§ WHAT IS NEEDED: The expected output is every entry, repeated exactly.

-- Opening Marker --

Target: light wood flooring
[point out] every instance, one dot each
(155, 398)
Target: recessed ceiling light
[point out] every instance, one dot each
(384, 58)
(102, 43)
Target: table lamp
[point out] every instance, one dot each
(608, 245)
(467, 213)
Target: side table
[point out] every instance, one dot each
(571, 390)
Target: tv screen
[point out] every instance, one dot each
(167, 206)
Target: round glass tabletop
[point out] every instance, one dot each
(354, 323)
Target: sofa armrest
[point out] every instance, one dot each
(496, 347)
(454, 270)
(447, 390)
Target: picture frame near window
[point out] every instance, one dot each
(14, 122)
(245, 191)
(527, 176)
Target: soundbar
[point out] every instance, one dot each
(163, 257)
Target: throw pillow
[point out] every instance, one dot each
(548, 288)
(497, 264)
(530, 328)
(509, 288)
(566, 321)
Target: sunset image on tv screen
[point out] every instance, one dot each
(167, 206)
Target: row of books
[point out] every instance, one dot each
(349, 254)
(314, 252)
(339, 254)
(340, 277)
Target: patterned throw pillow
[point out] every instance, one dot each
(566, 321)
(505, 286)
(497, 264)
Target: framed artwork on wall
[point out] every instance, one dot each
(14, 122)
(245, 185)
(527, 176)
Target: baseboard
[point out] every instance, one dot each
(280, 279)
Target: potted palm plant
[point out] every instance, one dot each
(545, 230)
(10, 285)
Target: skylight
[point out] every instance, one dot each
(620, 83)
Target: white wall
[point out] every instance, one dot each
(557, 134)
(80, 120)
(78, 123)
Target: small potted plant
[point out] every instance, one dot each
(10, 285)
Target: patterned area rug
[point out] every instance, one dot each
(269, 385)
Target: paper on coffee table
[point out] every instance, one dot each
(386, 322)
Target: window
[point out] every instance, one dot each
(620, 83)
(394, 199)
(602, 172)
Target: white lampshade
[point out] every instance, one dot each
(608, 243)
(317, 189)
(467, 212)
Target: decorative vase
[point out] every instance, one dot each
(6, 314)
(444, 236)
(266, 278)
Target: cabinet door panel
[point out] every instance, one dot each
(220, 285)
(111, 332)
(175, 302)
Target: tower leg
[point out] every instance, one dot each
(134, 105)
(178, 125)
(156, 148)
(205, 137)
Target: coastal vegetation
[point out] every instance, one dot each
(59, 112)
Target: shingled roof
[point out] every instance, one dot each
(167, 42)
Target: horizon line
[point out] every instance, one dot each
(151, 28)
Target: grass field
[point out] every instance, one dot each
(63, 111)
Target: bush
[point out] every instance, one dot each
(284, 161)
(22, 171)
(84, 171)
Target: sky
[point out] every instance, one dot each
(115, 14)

-- Closing Marker --

§ RESULT OF THIS TASK:
Target: light wood flooring
[point out] every instance, one dot each
(155, 398)
Target: recessed ceiling light
[point out] every instance, one dot each
(384, 58)
(102, 43)
Target: table lamp
[point out] every instance, one dot each
(608, 245)
(467, 213)
Target: side table
[point out] every instance, one dot each
(571, 390)
Target: tv screen
[point out] every instance, one dot each
(167, 206)
Target: round glass tabletop
[point out] every instance, one dot each
(354, 323)
Target: sofa armrest
[point out] every instance, one dot each
(496, 347)
(454, 270)
(447, 390)
Target: picture frame near window
[point out] every instance, one dot each
(14, 122)
(245, 191)
(527, 176)
Target: soundbar
[point out] every instance, one dot each
(163, 257)
Target: throw pillow
[point out] every instance, one dot each
(548, 288)
(497, 264)
(530, 328)
(509, 288)
(566, 321)
Target: sunset image on tv screen
[point out] every instance, one dot each
(167, 206)
Target: row of books
[point out] every instance, one dot each
(349, 254)
(314, 252)
(339, 254)
(340, 277)
Target: patterned throw pillow
[point out] every instance, one dot each
(566, 321)
(505, 286)
(497, 264)
Target: framed artwork on wall
[point out] every instance, one dot each
(14, 122)
(245, 185)
(527, 176)
Target: baseboard
[point out] every instance, one dot each
(280, 279)
Target: potted palm plant
[point out] every instance, one dot each
(545, 230)
(10, 285)
Target: skylight
[point out] every instance, one dot each
(620, 83)
Target: white wall
[point out] every instance, one dot each
(557, 134)
(80, 120)
(78, 123)
Target: small potted plant
[point out] every instance, one dot each
(10, 285)
Target: patterned area rug
[point out] every instance, one dot each
(269, 385)
Target: paper on coffee table
[point out] every instance, one dot each
(386, 322)
Target: window
[point out] every instance, one dot each
(620, 83)
(394, 199)
(602, 172)
Target: white lampshade
[point out] every instance, one dot each
(608, 243)
(317, 189)
(467, 212)
Target: decorative vase
[point out] every instance, one dot each
(6, 314)
(444, 236)
(266, 278)
Target: cabinet door panel
[point out] every instance, one dot each
(220, 285)
(111, 332)
(175, 302)
Target: tower leg
[point out] every instance, one dot each
(134, 105)
(178, 125)
(156, 148)
(205, 137)
Target: coastal vegetation
[point out] every instance, one dot each
(59, 112)
Target: shingled roof
[point out] every instance, one dot each
(167, 42)
Target: horizon line
[point out] every instance, one dot each
(151, 28)
Target: grass field
[point out] every instance, one dot each
(63, 111)
Target: bush
[point out] every instance, one dot each
(284, 161)
(22, 171)
(84, 171)
Target: sky
[point out] every instance, one dot each
(115, 14)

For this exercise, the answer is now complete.